• _GIVEN PASSAGE_:

Maybe you’ve heard the phrase “pay yourself first?” That’s your new mantra. I don’t care how much debt you have, how bad you are at tracking your spending, or how little willpower you have. Take a few dollars, as much as you can but even just a few is ok, right after you get paid, and put it aside. In a jar, in an account, under your mattress, I don’t care where you put it just don’t touch it.

Step 2: Budget

Now that you’ve started an emergency fund, take care of your day-to-day budget. If you have debt, get that paid off and keep it paid off. Stick to the money you actually have. Figure out what you spend money on, write it down, and make a monthly plan. The most important part of this step, though, is to stick to it. If you spent too much money on gas this month and your car is on “E,” then it’s time to dust off that bike. Whatever you do, don’t touch that money you put aside at the beginning of the month.


Related: How to Create a Budget In 6 Steps


Step 3: Cut unnecessary spending

Now that you know how much you spend, it’s time to start cutting. Do you need to eat out for lunch, or can you make a PB&J at home? Think about if you cut out one lunch a week, $7-8, that’s $28-32 per month or $364-416 per year. Even small cuts add up, and that extra money can go to your savings or to paying down that pesky debt. Again, stick to it, no “special day lunches because you had a hard week and you deserve it.” You can celebrate later.

• _GIVEN REQUEST_:
Quote the budgeting advice above word for word, beginning at the words "Now that you’ve" and stopping after "of the month.".

• _DATA EXTRACT_:
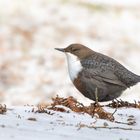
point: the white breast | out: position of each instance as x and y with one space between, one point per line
74 65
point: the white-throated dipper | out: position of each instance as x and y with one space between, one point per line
91 71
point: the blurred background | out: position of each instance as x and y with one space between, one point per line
32 72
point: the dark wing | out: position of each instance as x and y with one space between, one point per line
103 68
106 76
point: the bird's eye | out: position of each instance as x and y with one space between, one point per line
74 49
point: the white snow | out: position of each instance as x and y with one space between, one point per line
14 125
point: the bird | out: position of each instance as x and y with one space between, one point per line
95 75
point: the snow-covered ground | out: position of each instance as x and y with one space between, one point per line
30 68
32 72
20 123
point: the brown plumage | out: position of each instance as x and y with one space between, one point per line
90 70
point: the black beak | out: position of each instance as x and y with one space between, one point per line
60 49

• _RESULT_:
Now that you’ve started an emergency fund, take care of your day-to-day budget. If you have debt, get that paid off and keep it paid off. Stick to the money you actually have. Figure out what you spend money on, write it down, and make a monthly plan. The most important part of this step, though, is to stick to it. If you spent too much money on gas this month and your car is on “E,” then it’s time to dust off that bike. Whatever you do, don’t touch that money you put aside at the beginning of the month.